- [YOUR TASK] Duplicate, character for character, the lines in the items below that begin with the line containing "palm tree in the photo above." and end with the line containing "(1116, 629)", including both of those lines.

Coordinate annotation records
-- -- --

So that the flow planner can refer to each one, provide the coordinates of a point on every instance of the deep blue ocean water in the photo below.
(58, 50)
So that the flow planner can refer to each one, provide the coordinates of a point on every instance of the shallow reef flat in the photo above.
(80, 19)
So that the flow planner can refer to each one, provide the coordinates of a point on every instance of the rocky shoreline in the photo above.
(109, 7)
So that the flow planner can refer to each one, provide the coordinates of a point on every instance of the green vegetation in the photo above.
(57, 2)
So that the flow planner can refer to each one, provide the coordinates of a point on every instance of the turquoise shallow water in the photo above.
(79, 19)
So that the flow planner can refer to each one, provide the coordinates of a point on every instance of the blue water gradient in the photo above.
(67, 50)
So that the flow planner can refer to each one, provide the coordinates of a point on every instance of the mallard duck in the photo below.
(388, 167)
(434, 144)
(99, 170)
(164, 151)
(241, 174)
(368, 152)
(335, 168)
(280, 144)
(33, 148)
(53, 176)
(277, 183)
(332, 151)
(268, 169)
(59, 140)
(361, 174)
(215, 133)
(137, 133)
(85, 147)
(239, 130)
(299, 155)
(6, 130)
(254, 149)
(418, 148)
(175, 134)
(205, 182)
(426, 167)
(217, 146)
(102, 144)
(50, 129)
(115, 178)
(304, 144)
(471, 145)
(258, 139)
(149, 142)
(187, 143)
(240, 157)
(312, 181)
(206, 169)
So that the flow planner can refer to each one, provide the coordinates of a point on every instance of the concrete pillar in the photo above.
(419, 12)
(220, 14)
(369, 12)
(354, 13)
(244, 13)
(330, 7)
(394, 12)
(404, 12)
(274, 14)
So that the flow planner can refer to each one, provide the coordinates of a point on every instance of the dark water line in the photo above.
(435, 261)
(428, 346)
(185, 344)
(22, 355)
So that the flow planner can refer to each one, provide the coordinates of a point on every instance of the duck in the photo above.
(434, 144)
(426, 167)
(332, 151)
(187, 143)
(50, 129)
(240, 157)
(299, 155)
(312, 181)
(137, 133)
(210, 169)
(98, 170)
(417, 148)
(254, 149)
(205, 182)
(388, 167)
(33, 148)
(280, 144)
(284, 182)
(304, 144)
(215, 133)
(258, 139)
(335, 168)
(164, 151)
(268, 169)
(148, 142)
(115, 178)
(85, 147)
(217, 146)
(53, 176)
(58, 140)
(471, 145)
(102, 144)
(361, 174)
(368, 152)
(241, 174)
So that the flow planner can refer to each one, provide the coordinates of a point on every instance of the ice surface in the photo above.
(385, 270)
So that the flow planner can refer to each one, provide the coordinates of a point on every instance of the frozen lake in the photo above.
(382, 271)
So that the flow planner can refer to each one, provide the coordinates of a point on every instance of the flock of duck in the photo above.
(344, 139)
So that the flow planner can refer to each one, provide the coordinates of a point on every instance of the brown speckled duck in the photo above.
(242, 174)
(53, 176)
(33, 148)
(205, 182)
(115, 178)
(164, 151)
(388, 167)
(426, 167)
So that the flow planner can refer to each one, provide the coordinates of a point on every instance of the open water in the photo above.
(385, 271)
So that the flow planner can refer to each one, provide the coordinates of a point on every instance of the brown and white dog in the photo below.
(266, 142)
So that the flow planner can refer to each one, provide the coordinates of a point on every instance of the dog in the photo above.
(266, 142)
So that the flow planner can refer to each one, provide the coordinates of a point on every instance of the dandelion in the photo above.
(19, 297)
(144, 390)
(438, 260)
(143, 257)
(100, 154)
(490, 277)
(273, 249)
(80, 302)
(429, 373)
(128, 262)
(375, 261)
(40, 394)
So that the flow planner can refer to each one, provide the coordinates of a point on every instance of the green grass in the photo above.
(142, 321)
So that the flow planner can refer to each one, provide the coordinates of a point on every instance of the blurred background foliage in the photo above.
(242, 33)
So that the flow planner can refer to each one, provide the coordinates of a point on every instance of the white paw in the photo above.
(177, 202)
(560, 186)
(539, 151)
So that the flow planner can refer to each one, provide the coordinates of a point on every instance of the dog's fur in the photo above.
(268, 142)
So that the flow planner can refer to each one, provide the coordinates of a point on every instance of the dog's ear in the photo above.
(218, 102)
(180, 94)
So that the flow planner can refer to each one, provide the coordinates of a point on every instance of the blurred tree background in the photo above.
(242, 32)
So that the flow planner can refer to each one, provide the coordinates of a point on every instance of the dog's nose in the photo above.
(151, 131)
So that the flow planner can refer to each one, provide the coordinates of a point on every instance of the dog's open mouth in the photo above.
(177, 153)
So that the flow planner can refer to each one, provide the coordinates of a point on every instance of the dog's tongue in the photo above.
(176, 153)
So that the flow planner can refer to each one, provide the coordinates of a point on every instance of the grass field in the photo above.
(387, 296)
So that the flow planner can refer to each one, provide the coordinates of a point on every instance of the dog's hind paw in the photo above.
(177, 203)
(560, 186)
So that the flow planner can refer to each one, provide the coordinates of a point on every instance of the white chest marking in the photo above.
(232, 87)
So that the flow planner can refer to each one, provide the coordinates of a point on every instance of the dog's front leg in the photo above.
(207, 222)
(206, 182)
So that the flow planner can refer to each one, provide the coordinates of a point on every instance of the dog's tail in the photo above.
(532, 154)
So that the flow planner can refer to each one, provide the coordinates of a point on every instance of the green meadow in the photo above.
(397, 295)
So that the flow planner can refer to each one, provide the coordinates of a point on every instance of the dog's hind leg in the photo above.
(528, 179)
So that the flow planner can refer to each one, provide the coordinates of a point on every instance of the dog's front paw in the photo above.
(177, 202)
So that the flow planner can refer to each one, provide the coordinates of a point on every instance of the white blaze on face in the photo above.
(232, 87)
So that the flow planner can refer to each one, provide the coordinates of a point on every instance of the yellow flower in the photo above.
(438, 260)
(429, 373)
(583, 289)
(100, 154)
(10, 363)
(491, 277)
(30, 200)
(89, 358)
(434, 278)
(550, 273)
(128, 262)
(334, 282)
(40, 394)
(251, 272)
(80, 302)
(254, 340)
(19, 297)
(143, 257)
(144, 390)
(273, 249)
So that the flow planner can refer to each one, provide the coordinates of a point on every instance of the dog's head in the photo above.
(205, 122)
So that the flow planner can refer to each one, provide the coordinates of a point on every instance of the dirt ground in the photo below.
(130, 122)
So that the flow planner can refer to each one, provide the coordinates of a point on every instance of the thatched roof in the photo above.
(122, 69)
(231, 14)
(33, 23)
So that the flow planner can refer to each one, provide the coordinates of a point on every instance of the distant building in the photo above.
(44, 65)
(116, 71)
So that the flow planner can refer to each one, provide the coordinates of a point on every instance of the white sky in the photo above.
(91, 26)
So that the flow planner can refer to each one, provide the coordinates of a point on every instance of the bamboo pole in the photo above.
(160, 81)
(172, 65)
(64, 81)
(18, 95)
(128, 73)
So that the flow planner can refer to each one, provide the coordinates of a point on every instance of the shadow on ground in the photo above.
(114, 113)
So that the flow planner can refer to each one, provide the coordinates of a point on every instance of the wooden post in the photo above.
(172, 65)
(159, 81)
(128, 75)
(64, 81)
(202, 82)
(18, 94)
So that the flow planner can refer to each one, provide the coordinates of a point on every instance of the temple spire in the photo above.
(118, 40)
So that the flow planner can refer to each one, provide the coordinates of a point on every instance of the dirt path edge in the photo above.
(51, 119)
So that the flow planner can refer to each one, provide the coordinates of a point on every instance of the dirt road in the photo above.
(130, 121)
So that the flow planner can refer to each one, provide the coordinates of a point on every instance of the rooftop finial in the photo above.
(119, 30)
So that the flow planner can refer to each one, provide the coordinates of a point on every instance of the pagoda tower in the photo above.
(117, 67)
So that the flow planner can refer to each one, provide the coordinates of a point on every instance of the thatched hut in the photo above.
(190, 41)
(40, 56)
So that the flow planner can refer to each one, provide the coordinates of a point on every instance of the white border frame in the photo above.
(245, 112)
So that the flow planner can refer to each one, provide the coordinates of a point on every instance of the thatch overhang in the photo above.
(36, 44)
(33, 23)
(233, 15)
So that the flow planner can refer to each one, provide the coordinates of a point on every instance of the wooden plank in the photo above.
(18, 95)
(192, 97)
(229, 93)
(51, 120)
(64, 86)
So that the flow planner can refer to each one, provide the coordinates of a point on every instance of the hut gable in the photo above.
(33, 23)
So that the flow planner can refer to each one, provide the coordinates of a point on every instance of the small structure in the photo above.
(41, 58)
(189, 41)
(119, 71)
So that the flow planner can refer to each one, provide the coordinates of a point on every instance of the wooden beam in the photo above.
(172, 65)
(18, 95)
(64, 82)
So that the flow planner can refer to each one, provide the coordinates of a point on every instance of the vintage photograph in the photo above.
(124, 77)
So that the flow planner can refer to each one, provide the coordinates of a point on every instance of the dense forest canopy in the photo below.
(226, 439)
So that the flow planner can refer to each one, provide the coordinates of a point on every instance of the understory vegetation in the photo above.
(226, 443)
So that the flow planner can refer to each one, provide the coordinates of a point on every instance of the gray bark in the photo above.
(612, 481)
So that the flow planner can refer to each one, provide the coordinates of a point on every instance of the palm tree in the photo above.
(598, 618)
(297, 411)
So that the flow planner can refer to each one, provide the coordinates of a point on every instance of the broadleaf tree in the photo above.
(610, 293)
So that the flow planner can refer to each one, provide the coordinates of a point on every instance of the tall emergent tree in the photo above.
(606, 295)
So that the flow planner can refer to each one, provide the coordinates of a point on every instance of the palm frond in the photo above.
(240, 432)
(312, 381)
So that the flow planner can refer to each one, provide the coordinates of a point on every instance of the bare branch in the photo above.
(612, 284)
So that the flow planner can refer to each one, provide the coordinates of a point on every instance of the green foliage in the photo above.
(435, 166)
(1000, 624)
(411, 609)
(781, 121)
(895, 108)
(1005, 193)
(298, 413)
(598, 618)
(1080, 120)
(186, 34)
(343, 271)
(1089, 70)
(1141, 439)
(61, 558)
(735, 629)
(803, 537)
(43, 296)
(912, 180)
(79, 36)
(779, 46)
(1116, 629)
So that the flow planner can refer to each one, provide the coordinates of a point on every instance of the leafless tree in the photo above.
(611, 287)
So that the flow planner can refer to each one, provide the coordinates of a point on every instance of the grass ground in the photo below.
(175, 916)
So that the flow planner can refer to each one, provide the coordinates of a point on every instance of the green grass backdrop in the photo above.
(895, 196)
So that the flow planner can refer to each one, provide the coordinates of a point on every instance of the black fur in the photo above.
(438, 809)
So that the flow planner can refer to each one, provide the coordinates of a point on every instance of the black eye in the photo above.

-- -- --

- [EXERCISE RESPONSE]
So that the flow planner can refer to each one, provide the coordinates of a point on every instance of the palm tree in the photo above.
(598, 618)
(297, 411)
So that the flow planner can refer to each one, provide the coordinates of a point on every instance of the broadleaf tree in the photo above.
(610, 293)
So that the flow planner can refer to each one, provide the coordinates of a point on every instance of the tall emergent tree in the photo above.
(606, 295)
So that the flow planner can refer to each one, provide the coordinates of a point on every instance of the palm frond in the photo above.
(240, 432)
(312, 381)
So that the flow planner can refer to each one, provide the coordinates of a point on every instance of the bare branch in the photo above.
(612, 284)
So that the flow planner can refer to each one, provide the coordinates of a point on every instance of the green foliage in the photo above.
(435, 166)
(1000, 624)
(411, 609)
(781, 121)
(895, 108)
(1005, 193)
(298, 413)
(598, 618)
(1080, 120)
(186, 34)
(343, 271)
(1089, 70)
(1141, 439)
(61, 558)
(735, 629)
(803, 537)
(43, 296)
(912, 180)
(79, 36)
(779, 46)
(1116, 629)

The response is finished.